--- MATERIAL ---
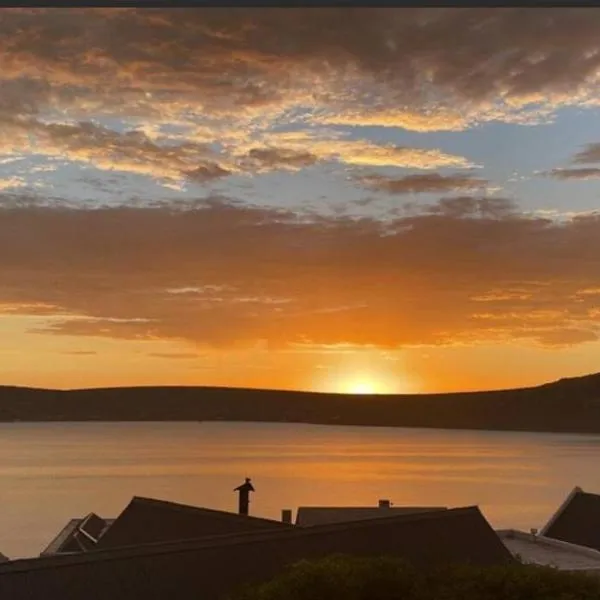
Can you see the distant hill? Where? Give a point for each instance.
(567, 405)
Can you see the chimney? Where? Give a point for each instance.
(244, 496)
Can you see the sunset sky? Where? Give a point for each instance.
(389, 200)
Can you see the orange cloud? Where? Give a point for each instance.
(422, 183)
(249, 276)
(253, 65)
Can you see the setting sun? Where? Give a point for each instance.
(362, 387)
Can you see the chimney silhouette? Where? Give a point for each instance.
(244, 496)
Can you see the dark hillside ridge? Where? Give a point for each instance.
(568, 405)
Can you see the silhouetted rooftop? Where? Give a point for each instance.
(147, 520)
(541, 550)
(211, 568)
(309, 516)
(78, 535)
(577, 520)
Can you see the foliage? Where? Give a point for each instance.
(351, 578)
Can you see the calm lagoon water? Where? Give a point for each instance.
(50, 473)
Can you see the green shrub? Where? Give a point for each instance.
(351, 578)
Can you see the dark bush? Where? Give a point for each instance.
(351, 578)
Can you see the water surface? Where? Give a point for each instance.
(50, 473)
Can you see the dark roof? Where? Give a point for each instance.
(147, 520)
(78, 535)
(577, 521)
(211, 568)
(308, 516)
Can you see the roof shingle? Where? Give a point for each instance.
(577, 521)
(210, 568)
(147, 520)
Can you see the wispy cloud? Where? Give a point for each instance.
(268, 275)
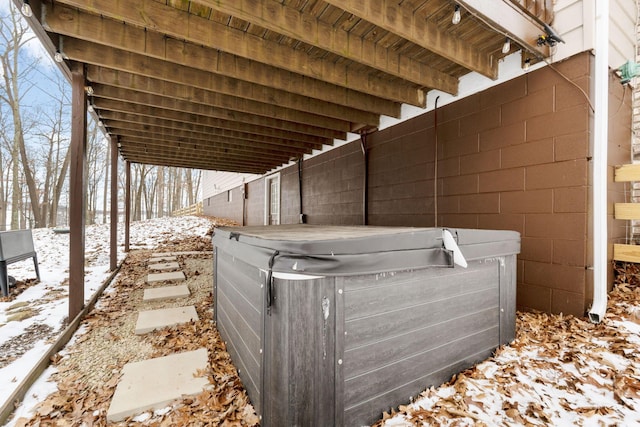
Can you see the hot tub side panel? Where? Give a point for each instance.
(239, 310)
(299, 386)
(407, 330)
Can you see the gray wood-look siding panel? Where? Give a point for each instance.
(508, 278)
(249, 342)
(308, 369)
(239, 300)
(250, 314)
(386, 324)
(253, 387)
(368, 412)
(403, 290)
(245, 277)
(359, 391)
(378, 355)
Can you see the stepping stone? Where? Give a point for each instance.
(155, 383)
(164, 255)
(185, 253)
(156, 319)
(164, 266)
(162, 259)
(166, 292)
(161, 277)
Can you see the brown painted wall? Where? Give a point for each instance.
(515, 156)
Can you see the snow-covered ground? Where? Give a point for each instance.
(49, 299)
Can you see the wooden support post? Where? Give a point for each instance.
(77, 187)
(113, 252)
(127, 204)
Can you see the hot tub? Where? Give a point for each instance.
(332, 325)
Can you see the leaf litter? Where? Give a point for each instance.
(559, 371)
(88, 370)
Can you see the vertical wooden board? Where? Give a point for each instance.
(340, 335)
(215, 285)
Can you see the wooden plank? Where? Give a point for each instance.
(627, 173)
(115, 67)
(627, 211)
(215, 138)
(169, 140)
(215, 116)
(401, 20)
(200, 31)
(100, 30)
(234, 105)
(307, 28)
(209, 126)
(627, 253)
(502, 15)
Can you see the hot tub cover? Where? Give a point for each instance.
(349, 250)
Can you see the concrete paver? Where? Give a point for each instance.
(164, 266)
(184, 253)
(156, 319)
(161, 277)
(166, 292)
(157, 260)
(154, 383)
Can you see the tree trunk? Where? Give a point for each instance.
(160, 188)
(106, 185)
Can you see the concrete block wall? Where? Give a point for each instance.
(516, 156)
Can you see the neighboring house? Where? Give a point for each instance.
(522, 152)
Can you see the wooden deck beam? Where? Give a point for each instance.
(201, 31)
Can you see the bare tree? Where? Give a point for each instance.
(96, 149)
(16, 72)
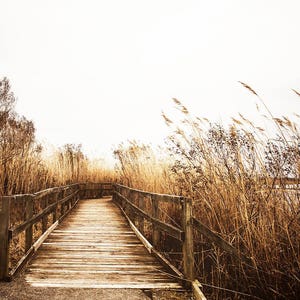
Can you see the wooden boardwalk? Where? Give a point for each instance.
(94, 247)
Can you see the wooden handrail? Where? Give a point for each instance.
(66, 197)
(170, 229)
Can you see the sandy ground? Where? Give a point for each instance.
(19, 289)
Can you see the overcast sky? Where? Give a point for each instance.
(100, 72)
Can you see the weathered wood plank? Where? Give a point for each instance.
(88, 254)
(170, 229)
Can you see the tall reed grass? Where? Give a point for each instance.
(24, 168)
(238, 177)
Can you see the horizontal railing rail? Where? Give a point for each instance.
(140, 206)
(30, 218)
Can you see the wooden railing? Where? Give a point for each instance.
(140, 207)
(157, 219)
(26, 220)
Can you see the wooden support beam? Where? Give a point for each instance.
(197, 293)
(188, 245)
(29, 215)
(155, 231)
(4, 238)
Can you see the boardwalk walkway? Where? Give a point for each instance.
(94, 247)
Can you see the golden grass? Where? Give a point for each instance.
(236, 177)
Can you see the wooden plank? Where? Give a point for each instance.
(156, 196)
(170, 229)
(16, 230)
(137, 232)
(197, 293)
(32, 250)
(99, 262)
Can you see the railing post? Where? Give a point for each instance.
(29, 214)
(188, 245)
(141, 205)
(45, 217)
(155, 231)
(4, 238)
(54, 215)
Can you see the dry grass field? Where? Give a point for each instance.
(242, 183)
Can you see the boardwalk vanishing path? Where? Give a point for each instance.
(94, 247)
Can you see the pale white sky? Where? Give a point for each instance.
(100, 72)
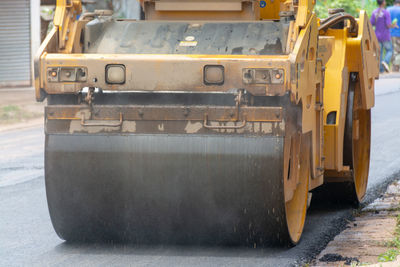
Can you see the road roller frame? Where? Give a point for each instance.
(315, 105)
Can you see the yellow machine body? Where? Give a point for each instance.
(303, 97)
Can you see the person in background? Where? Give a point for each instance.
(394, 12)
(381, 20)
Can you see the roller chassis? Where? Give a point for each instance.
(173, 159)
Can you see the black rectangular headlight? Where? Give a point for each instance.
(214, 75)
(115, 74)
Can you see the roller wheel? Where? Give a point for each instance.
(178, 189)
(296, 186)
(357, 143)
(356, 152)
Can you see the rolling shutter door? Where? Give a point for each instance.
(15, 43)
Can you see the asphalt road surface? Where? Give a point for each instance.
(28, 239)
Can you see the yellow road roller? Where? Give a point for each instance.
(205, 123)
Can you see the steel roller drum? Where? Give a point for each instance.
(168, 189)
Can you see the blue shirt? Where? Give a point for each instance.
(395, 14)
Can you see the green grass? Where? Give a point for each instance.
(12, 113)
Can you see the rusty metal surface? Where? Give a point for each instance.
(198, 38)
(179, 189)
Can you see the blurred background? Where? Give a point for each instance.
(25, 23)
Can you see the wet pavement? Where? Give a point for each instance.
(27, 237)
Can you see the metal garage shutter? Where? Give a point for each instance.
(15, 43)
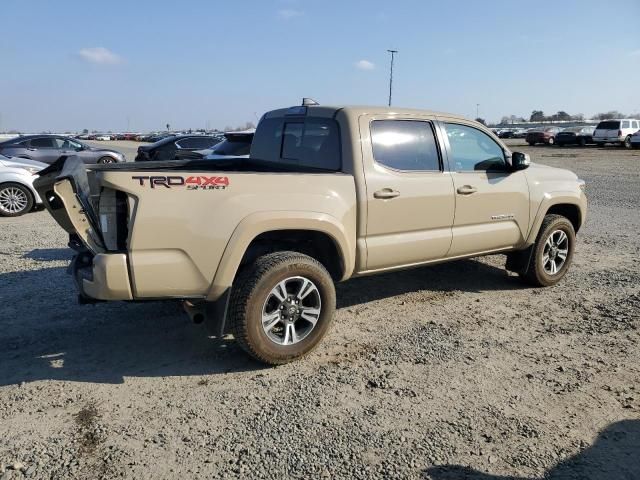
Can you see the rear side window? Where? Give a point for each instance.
(473, 150)
(608, 125)
(303, 141)
(196, 143)
(233, 147)
(408, 145)
(44, 143)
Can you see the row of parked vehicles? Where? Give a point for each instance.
(624, 132)
(21, 158)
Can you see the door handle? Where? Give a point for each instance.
(467, 190)
(386, 193)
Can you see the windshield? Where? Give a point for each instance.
(609, 125)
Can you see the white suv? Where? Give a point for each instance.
(616, 131)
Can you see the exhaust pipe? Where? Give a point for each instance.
(195, 311)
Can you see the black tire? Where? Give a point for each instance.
(535, 273)
(251, 293)
(25, 195)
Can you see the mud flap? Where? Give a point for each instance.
(518, 261)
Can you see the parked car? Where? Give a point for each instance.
(506, 134)
(167, 148)
(520, 133)
(17, 195)
(48, 148)
(575, 136)
(616, 131)
(546, 135)
(254, 246)
(234, 144)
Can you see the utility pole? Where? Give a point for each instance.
(392, 52)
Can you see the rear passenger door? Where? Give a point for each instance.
(492, 202)
(410, 200)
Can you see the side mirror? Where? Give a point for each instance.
(520, 161)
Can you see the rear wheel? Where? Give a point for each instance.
(552, 253)
(15, 200)
(281, 306)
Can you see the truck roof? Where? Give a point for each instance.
(357, 110)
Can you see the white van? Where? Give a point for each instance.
(616, 131)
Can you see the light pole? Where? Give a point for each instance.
(392, 52)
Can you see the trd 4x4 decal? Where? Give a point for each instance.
(200, 182)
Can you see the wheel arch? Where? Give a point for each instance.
(316, 234)
(569, 206)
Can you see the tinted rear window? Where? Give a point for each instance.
(231, 146)
(609, 125)
(45, 142)
(304, 141)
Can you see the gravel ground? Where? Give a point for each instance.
(454, 371)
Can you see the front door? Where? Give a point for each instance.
(492, 203)
(410, 200)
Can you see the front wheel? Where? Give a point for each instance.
(281, 306)
(552, 253)
(15, 200)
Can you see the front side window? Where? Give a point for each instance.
(66, 144)
(473, 150)
(44, 142)
(407, 145)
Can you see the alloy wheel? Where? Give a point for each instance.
(555, 252)
(291, 310)
(13, 200)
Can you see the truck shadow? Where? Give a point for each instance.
(46, 335)
(614, 455)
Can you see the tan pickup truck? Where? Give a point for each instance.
(254, 245)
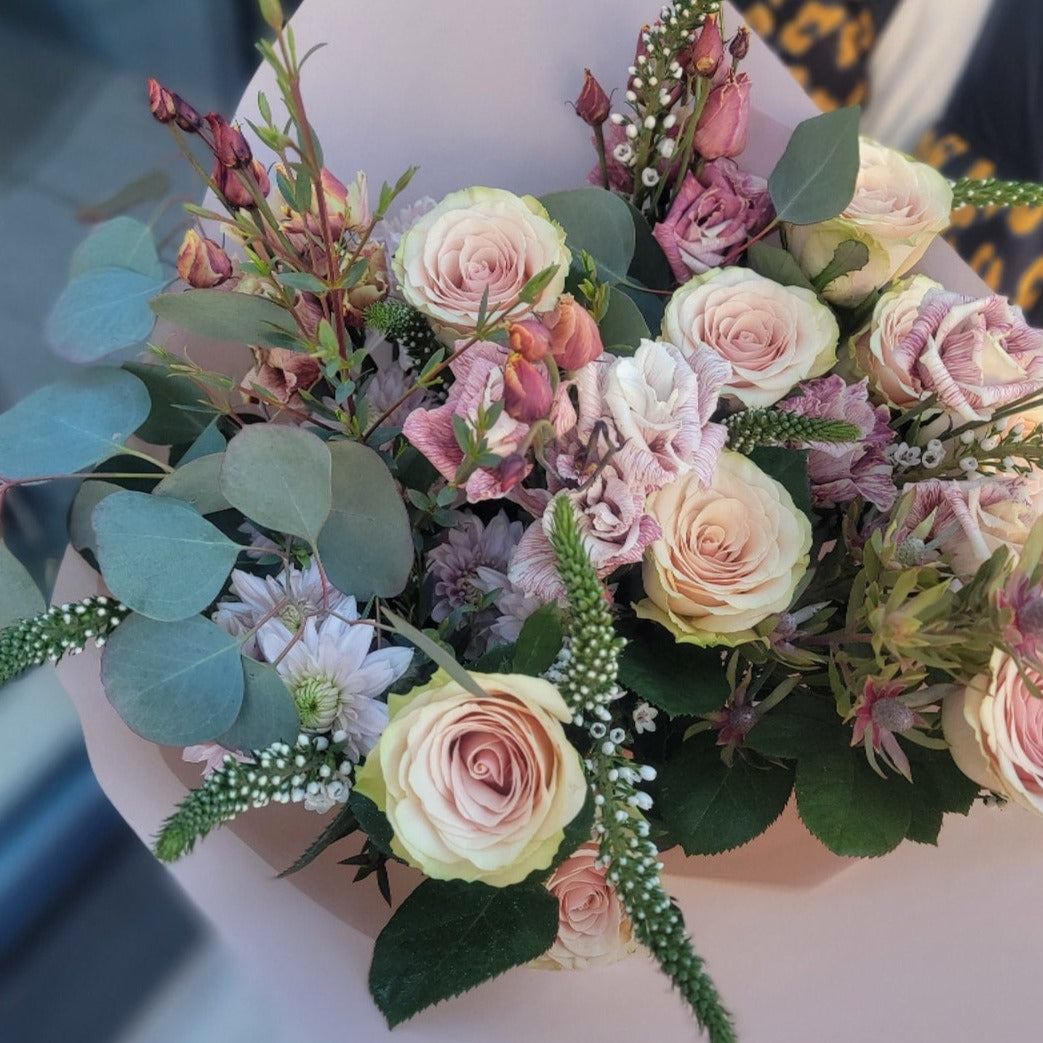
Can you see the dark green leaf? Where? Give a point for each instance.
(449, 937)
(710, 807)
(815, 178)
(848, 806)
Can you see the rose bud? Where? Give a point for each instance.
(592, 105)
(725, 119)
(231, 147)
(527, 391)
(575, 337)
(529, 339)
(162, 103)
(201, 262)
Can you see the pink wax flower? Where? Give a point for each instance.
(724, 122)
(842, 470)
(479, 383)
(711, 215)
(974, 355)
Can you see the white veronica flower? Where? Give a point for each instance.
(333, 676)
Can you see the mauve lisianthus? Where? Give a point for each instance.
(477, 787)
(973, 355)
(729, 556)
(476, 242)
(842, 470)
(710, 216)
(771, 336)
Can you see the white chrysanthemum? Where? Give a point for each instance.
(333, 676)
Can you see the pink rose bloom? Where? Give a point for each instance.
(842, 470)
(710, 215)
(593, 928)
(975, 355)
(479, 383)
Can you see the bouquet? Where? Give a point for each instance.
(532, 538)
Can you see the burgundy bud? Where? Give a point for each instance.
(231, 147)
(162, 103)
(592, 105)
(201, 262)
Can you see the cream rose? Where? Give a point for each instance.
---
EXERCISE BRIEF: Give back exactly the lines from the line containing "Can you see the white veronica" to the end of the entries, and no other lines.

SOLUTION:
Can you see the white veronica flower? Where? Give a point for each instance.
(333, 676)
Can you see the mauve lisianthus? Where? Give a point for each instance.
(477, 787)
(973, 355)
(729, 556)
(476, 242)
(842, 470)
(710, 216)
(771, 336)
Can you see the white chrysanthemum? Where? Give a point for each instance.
(333, 676)
Can you see the pink rose bloom? Where? Give a point for each instance.
(842, 470)
(710, 215)
(593, 928)
(975, 355)
(479, 383)
Can you see the bouquet? Where? Give a point for each instance.
(532, 538)
Can you see the burgundy bud? Where? Give a point for each instance.
(231, 147)
(162, 103)
(592, 105)
(201, 262)
Can you see the cream rose? Where? Give a point for each instance.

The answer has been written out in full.